• **EXERCISE**: List every way the Ask The Vet column says Coco reacts to bad weather.

• **QUOTED PASSAGE**:
Ask The Vet

Some studies have shown that dogs with separation anxiety have higher chances of developing thunderstorm phobias. PHOTOS: ANDREW KWOK

SINGAPORE -In this fortnightly column, veterinarians from the National Parks Board answer questions about pet health and behaviour.

Stormy weather spooks Coco

Why is our pet dog Coco always afraid during thundery and stormy weather?

She reacts to bad weather by running upstairs and insists on being close to us, and she also urinates out of fear.How do we calm her and teach her to be independent downstairs, especially during stormy nights?

Andrew Kwok

Thunderstorm phobias in dogs happen for many reasons and can occur at any age.

Genetics, traumatic experiences or poor socialisation when young can contribute to the development of such phobias.

Some studies have shown that dogs with separation anxiety have higher chances of developing thunderstorm phobias, although this does not mean that all thunderstorm phobias are related to an anxiety or behavioural disorder.

A vet or animal behaviourist can help evaluate if your dog requires treatment for a more general condition or if it is sufficient to just address the noise phobia.

Natural language region descriptions:

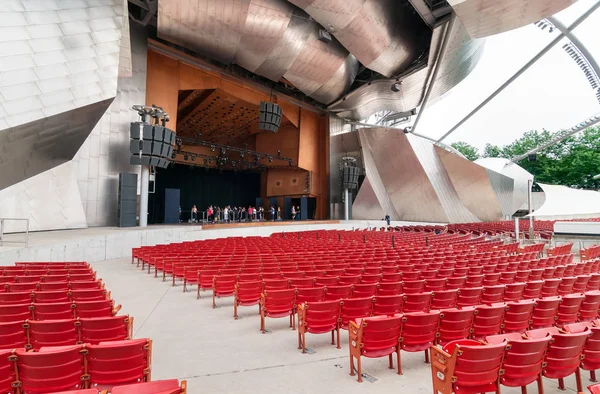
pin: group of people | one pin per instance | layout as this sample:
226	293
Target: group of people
228	214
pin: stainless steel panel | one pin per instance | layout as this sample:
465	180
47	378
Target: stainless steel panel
484	18
461	57
384	35
473	185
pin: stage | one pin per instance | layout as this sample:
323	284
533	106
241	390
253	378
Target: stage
108	243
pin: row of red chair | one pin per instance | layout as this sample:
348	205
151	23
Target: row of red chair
592	252
170	386
53	286
93	294
52	369
58	310
32	334
559	250
516	360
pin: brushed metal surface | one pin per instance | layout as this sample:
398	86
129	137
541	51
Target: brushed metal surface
484	18
520	176
462	56
474	185
384	35
271	38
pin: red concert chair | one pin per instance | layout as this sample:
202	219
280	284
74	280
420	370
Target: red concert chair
52	333
469	296
224	286
364	290
455	324
10	313
487	321
55	311
276	304
119	362
389	288
568	310
12	336
563	357
246	294
50	370
337	292
523	363
374	337
591	349
420	302
444	299
418	332
544	312
105	329
387	305
310	294
354	308
170	386
466	366
318	318
517	317
493	294
301	282
100	308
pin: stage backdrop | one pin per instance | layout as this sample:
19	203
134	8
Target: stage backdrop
203	188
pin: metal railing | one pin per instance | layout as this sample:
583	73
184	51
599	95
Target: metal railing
3	229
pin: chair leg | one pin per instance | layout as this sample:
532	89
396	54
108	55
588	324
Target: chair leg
399	362
578	380
540	385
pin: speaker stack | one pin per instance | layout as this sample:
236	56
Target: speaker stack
155	143
270	116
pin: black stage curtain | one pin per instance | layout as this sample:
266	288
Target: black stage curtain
203	188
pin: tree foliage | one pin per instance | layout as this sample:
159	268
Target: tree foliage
467	150
571	162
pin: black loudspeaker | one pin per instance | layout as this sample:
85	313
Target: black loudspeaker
350	177
127	200
270	116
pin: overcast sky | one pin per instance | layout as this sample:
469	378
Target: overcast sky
553	94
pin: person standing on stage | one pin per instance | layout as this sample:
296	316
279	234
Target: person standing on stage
194	214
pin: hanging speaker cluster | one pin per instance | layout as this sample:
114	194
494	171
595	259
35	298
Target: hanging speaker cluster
350	177
270	116
154	142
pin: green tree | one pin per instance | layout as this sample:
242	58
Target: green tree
492	151
467	150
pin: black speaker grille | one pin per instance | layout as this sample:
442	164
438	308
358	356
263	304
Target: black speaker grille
270	116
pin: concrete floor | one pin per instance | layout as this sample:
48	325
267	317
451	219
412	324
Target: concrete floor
217	354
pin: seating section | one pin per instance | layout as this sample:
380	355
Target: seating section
59	331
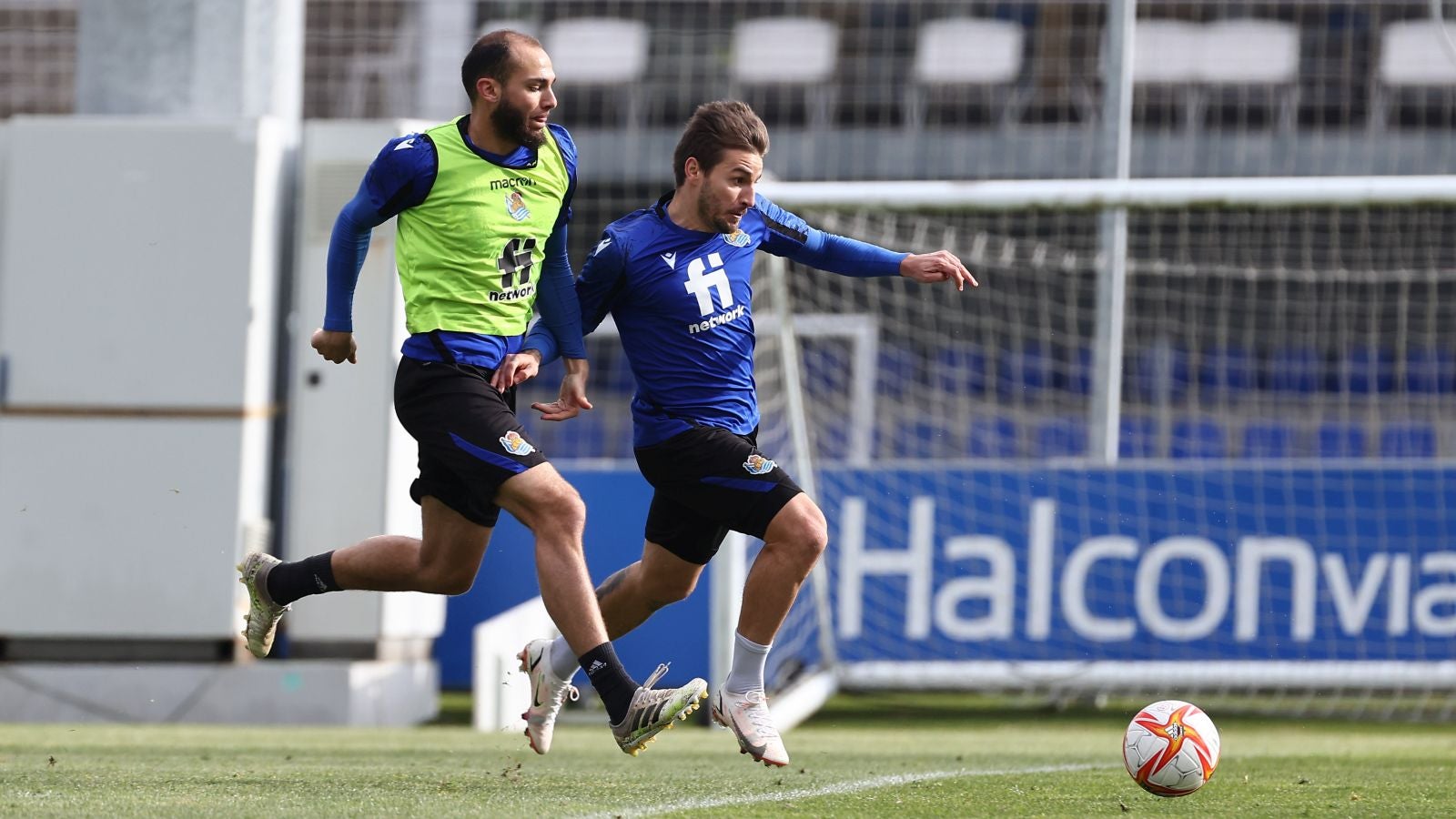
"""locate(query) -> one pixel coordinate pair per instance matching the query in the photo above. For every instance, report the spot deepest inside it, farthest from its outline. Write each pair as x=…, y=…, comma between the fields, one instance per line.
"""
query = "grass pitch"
x=881, y=755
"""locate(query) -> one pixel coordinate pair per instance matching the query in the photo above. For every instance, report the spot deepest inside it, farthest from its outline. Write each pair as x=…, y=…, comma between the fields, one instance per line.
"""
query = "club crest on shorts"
x=759, y=465
x=516, y=206
x=516, y=445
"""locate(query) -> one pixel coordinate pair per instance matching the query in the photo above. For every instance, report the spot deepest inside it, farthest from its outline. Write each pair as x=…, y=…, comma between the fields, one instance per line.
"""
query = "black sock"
x=288, y=581
x=611, y=680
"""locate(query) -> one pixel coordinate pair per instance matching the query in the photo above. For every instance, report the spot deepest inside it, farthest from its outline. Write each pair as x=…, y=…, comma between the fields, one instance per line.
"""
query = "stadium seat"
x=786, y=55
x=915, y=439
x=1227, y=373
x=1431, y=370
x=1409, y=439
x=1267, y=439
x=1024, y=372
x=992, y=438
x=388, y=72
x=1060, y=438
x=1136, y=436
x=899, y=369
x=1247, y=56
x=1412, y=58
x=1181, y=63
x=943, y=75
x=826, y=368
x=1159, y=373
x=1366, y=369
x=961, y=369
x=1340, y=439
x=1079, y=372
x=1296, y=369
x=1198, y=438
x=603, y=58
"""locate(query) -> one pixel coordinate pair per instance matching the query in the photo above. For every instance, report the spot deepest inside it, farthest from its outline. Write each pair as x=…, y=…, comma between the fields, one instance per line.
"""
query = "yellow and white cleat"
x=654, y=710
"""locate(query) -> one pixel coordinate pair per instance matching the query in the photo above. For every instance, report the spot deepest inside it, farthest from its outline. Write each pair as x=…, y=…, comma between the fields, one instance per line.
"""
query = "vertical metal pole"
x=1116, y=147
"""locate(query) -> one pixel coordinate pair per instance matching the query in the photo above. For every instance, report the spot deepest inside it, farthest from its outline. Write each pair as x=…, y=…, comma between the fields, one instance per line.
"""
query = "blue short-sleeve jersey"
x=683, y=307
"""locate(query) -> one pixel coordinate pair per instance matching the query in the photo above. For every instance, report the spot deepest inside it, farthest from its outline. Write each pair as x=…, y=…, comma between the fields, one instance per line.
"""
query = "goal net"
x=1279, y=515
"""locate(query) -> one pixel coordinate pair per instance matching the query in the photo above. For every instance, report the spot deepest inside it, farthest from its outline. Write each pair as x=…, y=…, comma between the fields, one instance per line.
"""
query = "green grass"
x=979, y=749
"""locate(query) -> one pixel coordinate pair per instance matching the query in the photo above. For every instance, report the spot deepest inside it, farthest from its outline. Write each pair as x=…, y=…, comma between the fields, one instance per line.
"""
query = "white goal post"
x=1016, y=562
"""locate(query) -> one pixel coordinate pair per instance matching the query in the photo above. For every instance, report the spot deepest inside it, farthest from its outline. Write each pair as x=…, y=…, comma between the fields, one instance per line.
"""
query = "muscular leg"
x=443, y=562
x=550, y=506
x=630, y=596
x=795, y=540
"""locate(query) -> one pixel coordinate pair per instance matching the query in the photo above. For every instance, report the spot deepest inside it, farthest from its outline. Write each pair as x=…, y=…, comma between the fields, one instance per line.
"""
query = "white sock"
x=562, y=661
x=747, y=666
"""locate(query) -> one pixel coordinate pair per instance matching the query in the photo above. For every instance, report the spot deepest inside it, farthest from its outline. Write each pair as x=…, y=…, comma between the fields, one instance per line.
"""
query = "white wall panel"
x=138, y=263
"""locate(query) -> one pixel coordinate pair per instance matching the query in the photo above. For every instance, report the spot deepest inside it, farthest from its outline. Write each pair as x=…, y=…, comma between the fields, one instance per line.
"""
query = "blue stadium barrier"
x=1198, y=438
x=1228, y=372
x=1409, y=439
x=1366, y=370
x=992, y=438
x=1341, y=439
x=1295, y=369
x=1431, y=370
x=1267, y=439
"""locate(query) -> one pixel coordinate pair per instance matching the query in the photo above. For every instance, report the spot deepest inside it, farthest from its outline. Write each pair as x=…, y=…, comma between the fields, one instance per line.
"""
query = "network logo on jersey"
x=759, y=465
x=516, y=445
x=516, y=206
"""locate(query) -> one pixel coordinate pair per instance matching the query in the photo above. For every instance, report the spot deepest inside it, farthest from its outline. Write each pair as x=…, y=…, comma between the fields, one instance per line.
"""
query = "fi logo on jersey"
x=516, y=206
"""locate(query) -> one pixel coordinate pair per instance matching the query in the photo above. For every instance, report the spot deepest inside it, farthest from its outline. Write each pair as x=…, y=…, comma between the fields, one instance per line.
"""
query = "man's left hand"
x=941, y=266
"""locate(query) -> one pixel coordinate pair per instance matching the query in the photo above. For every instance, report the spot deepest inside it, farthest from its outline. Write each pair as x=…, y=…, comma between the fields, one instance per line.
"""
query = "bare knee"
x=798, y=533
x=659, y=592
x=441, y=577
x=555, y=513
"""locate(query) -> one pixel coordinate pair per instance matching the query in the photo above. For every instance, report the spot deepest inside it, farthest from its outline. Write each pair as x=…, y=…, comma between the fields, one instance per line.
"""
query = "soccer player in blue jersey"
x=482, y=205
x=676, y=278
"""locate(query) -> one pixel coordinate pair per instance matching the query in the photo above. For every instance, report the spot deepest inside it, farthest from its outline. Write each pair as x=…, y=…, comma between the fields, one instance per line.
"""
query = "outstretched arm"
x=793, y=238
x=941, y=266
x=399, y=177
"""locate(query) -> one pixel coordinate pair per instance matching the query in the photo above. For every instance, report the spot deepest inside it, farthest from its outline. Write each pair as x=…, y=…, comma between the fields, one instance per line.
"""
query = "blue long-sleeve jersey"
x=399, y=178
x=683, y=305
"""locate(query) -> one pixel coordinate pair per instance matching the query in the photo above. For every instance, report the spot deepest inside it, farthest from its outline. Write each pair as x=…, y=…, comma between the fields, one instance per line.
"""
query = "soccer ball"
x=1171, y=748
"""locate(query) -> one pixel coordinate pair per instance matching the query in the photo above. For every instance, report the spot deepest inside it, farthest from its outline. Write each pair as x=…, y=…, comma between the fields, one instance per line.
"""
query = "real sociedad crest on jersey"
x=759, y=465
x=516, y=445
x=516, y=206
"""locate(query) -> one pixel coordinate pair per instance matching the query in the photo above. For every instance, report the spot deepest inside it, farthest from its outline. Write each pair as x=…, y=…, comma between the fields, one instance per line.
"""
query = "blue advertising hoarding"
x=1161, y=561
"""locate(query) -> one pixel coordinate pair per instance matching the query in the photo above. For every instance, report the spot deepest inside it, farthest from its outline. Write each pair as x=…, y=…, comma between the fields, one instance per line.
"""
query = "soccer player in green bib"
x=482, y=206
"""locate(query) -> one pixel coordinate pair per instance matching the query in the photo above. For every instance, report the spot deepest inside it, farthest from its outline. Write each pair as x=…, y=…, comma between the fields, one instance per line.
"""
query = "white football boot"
x=749, y=719
x=548, y=694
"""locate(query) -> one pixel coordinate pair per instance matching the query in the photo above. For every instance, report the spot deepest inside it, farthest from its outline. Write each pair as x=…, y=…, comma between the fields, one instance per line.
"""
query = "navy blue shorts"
x=710, y=481
x=470, y=438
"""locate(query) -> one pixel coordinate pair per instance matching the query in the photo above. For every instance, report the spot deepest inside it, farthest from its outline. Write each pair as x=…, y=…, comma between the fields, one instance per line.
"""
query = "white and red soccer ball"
x=1171, y=748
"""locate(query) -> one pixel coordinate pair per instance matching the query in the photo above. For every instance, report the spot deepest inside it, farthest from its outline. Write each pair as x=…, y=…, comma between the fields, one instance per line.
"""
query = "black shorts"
x=708, y=481
x=470, y=438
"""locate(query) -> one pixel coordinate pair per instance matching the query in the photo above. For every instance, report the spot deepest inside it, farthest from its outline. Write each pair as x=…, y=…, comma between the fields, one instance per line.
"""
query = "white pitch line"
x=837, y=789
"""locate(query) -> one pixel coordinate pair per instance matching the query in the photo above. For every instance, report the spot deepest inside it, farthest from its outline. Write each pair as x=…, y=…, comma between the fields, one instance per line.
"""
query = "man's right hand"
x=335, y=346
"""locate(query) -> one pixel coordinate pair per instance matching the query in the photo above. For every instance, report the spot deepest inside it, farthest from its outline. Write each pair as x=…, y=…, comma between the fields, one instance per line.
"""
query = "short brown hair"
x=492, y=56
x=718, y=127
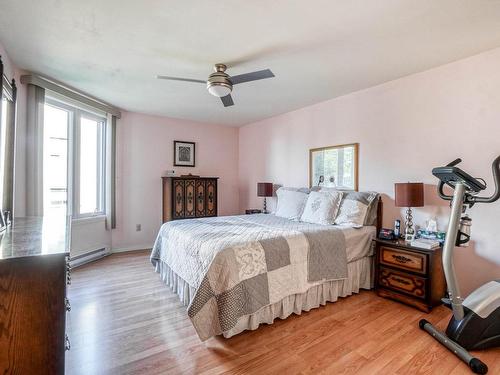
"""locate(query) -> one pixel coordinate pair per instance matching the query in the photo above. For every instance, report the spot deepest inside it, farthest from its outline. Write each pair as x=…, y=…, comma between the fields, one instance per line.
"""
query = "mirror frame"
x=356, y=161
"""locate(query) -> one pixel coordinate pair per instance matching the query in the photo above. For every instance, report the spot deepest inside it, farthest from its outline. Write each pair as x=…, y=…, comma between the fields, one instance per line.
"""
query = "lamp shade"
x=409, y=194
x=264, y=189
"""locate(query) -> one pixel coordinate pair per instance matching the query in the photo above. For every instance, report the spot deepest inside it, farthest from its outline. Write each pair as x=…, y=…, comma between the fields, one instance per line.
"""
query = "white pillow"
x=290, y=203
x=322, y=207
x=352, y=212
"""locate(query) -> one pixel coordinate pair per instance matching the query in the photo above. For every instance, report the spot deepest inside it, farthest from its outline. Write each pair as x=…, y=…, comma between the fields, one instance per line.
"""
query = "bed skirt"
x=359, y=276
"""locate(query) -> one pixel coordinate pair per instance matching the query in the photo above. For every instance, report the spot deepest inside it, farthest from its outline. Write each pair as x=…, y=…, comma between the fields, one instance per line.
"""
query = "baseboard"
x=132, y=248
x=88, y=257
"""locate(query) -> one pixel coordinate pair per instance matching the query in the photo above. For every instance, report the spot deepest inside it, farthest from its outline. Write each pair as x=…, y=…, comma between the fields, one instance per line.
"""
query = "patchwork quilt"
x=240, y=264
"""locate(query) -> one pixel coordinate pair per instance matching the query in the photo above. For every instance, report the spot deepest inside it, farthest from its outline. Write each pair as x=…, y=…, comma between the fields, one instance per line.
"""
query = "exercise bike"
x=475, y=323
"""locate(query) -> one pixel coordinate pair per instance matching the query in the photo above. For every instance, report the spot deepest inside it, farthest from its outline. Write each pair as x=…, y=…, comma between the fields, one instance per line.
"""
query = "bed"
x=236, y=272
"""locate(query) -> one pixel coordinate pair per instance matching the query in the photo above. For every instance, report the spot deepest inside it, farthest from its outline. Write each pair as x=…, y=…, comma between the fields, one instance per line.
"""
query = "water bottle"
x=463, y=236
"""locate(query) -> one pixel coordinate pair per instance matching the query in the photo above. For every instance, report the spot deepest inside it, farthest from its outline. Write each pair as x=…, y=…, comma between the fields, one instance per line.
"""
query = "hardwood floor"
x=125, y=321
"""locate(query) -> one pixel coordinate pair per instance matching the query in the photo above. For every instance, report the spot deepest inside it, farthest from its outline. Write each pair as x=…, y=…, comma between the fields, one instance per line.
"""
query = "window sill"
x=82, y=220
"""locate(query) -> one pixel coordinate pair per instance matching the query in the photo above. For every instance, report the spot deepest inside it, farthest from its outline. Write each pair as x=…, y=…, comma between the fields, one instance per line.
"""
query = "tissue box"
x=432, y=235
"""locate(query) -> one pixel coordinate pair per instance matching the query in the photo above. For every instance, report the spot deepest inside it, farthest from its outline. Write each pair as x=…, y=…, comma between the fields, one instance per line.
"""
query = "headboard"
x=380, y=211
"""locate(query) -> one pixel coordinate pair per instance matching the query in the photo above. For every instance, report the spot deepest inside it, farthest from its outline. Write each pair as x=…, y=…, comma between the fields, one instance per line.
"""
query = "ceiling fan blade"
x=227, y=100
x=181, y=79
x=254, y=76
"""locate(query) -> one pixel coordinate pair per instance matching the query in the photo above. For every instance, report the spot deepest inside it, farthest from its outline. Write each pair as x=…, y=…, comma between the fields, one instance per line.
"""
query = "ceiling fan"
x=220, y=83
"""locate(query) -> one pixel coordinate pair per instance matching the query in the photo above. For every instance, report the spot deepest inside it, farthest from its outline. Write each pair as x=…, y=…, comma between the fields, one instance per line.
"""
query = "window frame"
x=74, y=132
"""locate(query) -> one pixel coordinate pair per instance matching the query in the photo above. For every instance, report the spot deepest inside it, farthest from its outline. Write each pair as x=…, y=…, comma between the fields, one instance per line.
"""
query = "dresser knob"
x=67, y=345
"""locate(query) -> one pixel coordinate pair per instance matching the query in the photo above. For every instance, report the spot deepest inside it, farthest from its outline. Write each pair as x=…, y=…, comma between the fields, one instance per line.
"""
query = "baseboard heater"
x=88, y=257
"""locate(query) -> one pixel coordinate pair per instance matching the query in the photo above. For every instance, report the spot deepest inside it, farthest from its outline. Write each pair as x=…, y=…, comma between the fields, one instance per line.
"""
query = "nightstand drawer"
x=402, y=282
x=402, y=259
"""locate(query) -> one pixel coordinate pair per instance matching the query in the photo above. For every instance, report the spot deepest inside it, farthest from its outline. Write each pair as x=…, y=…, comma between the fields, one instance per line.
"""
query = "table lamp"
x=409, y=194
x=265, y=189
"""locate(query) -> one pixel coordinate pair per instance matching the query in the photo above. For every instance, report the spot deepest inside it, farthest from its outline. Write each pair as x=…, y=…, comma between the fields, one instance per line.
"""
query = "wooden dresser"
x=189, y=197
x=33, y=304
x=408, y=274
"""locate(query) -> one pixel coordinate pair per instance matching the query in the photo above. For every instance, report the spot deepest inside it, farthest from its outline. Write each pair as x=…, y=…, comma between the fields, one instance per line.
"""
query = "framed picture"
x=334, y=166
x=184, y=154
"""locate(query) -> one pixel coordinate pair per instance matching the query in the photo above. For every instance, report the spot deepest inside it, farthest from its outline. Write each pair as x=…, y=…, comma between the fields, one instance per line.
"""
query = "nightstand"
x=409, y=274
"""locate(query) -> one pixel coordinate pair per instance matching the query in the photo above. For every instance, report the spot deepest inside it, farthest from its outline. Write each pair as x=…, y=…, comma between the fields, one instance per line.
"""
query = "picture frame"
x=184, y=154
x=334, y=166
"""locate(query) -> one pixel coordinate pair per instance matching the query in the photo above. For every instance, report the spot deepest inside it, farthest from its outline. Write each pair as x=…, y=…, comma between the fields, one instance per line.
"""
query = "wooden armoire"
x=188, y=197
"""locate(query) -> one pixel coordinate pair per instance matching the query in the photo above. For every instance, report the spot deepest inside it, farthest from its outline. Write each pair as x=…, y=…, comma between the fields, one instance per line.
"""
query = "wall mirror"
x=334, y=166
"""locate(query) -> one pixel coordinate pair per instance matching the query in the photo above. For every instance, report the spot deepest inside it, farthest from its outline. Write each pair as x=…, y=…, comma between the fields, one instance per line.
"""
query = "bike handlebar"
x=471, y=199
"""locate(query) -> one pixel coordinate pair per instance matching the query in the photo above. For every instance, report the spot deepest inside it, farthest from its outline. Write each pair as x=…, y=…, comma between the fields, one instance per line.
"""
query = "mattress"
x=234, y=266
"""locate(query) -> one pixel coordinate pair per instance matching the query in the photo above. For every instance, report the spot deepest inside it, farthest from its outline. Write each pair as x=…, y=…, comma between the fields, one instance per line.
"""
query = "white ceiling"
x=320, y=49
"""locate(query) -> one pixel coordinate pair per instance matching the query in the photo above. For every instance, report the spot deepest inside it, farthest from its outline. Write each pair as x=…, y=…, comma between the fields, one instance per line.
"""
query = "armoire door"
x=189, y=210
x=200, y=198
x=178, y=198
x=211, y=191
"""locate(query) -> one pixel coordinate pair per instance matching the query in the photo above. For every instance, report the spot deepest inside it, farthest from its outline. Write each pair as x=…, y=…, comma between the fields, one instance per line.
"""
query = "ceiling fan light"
x=219, y=89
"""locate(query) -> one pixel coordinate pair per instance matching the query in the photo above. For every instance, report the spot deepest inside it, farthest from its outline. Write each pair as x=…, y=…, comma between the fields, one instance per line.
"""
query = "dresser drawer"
x=402, y=259
x=402, y=282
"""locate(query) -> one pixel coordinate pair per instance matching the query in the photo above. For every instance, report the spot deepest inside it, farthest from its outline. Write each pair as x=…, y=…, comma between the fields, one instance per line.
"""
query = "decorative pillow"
x=302, y=190
x=290, y=203
x=354, y=208
x=322, y=207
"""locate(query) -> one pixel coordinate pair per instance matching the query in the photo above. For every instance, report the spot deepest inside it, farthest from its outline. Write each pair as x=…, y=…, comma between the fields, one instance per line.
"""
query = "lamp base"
x=409, y=231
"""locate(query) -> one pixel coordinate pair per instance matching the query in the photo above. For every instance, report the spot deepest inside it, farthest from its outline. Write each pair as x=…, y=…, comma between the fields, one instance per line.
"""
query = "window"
x=91, y=165
x=74, y=141
x=335, y=166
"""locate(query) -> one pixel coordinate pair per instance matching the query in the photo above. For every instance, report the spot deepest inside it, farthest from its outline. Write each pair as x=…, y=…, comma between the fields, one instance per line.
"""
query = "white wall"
x=404, y=128
x=145, y=153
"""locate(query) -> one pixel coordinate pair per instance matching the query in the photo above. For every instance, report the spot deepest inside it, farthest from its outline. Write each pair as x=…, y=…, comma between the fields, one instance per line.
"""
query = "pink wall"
x=405, y=128
x=145, y=152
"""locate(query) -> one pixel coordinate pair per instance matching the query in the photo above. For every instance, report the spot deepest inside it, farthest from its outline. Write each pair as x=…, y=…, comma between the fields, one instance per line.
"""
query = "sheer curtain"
x=10, y=140
x=34, y=151
x=8, y=93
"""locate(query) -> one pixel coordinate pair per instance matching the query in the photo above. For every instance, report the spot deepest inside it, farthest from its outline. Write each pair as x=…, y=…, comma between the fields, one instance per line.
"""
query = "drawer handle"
x=401, y=259
x=401, y=281
x=67, y=345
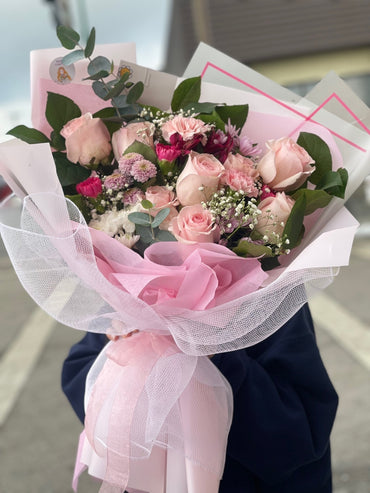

• **SOLUTION TO THIS EXERCISE**:
- Running upstairs
- Insisting on being close to her owners
- Urinating out of fear